SUPPLIED TEXT ::

Manhattan Plaza was intended to be luxury apartments, but went bankrupt. The Manhattan Plaza Associates LP, a partnership headed by Richard Ravitch and Irving Fischer took over. Building amenities include a playground, five tennis courts, and gym, a swimming pool, and a 1,000-car garage. Manhattan Plaza also has 50,000 square feet of retail space at its base.

Richard Ravitch

Irving Fischer became involved with developer Richard Ravitch who proposed two buildings for middle-income housing on a square block from 42nd to 43rd streets between 8th and 9th avenues. Using funds from the state’s Mitchell-Lama Housing program, the city loaned Ravitch’s HRH Construction all of the projects’ $95 million cost and tore down several occupied tenement buildings to build the two high-rise apartment buildings. Construction began in 1974.

During construction, New York City fell into a deep economic recession and had to drastically cut its funding of the project. With no market in the area for such high-rent housing, the two 46-story buildings stood as a failure.

The neighborhood residents and housing activists believed subsidized housing should be prioritized for the neighborhood’s existing poor residents. After nearly a year of debate and strong advocacy from performing arts unions, the plan was approved by the city.

Manhattan Plaza for the Performing Arts opened in 1977, with federal rent subsidy for 10 percent low- to middle-income earners, 70 percent performing arts workers (from dancers to wardrobe fitters, to writers and gaffers), and the balance for low-income seniors, the disabled, and local residents. In just over a year, all of its 1,689 apartments were fully rented.

REQUIREMENT :: What comes next in the Manhattan Plaza history above? Continue it from the sentence about all 1,689 apartments being fully rented.

STORED RECORDS ::
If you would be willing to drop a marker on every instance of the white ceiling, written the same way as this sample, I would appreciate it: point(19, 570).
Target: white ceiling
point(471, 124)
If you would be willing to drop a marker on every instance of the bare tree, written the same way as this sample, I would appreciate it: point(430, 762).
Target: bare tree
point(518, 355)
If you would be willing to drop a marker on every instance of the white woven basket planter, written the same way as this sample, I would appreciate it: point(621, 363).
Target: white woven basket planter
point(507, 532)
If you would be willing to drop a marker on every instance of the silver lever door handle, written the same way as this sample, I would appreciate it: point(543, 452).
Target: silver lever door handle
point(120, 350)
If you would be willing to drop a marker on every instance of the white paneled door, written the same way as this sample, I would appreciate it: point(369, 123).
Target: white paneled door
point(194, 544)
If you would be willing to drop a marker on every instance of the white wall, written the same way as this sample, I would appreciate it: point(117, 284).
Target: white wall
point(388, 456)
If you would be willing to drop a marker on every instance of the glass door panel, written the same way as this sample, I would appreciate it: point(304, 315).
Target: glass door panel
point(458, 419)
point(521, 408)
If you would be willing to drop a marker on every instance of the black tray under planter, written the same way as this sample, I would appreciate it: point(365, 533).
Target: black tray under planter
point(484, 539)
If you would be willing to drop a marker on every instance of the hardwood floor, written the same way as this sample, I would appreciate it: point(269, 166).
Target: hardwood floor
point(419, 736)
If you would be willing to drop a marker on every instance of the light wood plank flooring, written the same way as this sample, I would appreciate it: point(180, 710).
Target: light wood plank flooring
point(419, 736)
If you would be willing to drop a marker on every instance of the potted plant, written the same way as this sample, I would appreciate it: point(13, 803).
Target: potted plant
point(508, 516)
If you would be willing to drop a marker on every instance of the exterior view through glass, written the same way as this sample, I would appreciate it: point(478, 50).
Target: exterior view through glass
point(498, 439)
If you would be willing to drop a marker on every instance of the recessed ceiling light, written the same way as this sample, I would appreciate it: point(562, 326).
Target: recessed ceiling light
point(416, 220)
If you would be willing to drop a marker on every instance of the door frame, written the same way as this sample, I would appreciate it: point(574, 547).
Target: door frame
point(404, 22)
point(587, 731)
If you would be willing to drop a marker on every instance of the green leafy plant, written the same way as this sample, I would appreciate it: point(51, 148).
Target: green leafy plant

RIGHT ANSWER ::
T2C: When did you become involved with Manhattan Plaza?

Irving Fischer: In 1973 I worked with Richard Ravitch, on Manhattan Plaza. Land had been purchased and the apartments were geared to the middle class, but nobody wanted to live there, because of the neighborhood. Thanks to the economic demise, we were lucky to offer the apartments to actors. The evolution of section 8 foundation helped to attract people.

T2C: What were the biggest obstacles?

Irving Fischer: Finding a way to occupy the buildings.

T2C: What were your biggest triumphs?

Irving Fischer: Jerry Schoenfeld presented the idea to offer the building to performers from Off Broadway and Broadway. Their income levels met the criteria for section 8 subsidy. Thus began part of the clean up of 42nd Street. Hell’s Kitchen was called Hell’s Kitchen for a reason. Manhattan Plaza helped in getting rid of the drugs and prostitution.

T2C: Have you created other buildings based on Manhattan Plaza?

Irving Fischer: I’ve been involved in the building of many affordable housing and developments, but nothing like Manhattan Plaza.

T2C: What have been the biggest changes to the neighborhood architecturally?

Irving Fischer: The evolution of the theaters, restaurants and other high rises.

T2C: What else would you like to build?

Irving Fischer: My dream would be to build other apartment buildings like Manhattan Plaza around the country.

T2C: What was your greatest accomplishment?

Irving Fischer: Changing Hell’s Kitchen which was an unprecedented act and miracle. I was also fortunate in being the managing general partner. I oversaw the property and it’s population. I brought on Richard Hunnings and Rodney Kirk and my son Michael to run and manage the operations. That was a huge success. Richard had a way of making us see things as different flowers and all were valuable. He and Rodney created love. The staff showed love that was unconditional. We were all in this together. They asked and showed tremendous respect. That showed in multiple ways everyday and it was communicated in every aspect. So much good and everybody was a collective. 1688 apartments, thousands of people and staff were all a family affair. Everything was kept immaculate, because of love.

T2C: What would you change about Manhattan Plaza?

Irving Fischer: Nothing its perfect, but I wish I was still there.

T2C: What is your fondest memory of New York?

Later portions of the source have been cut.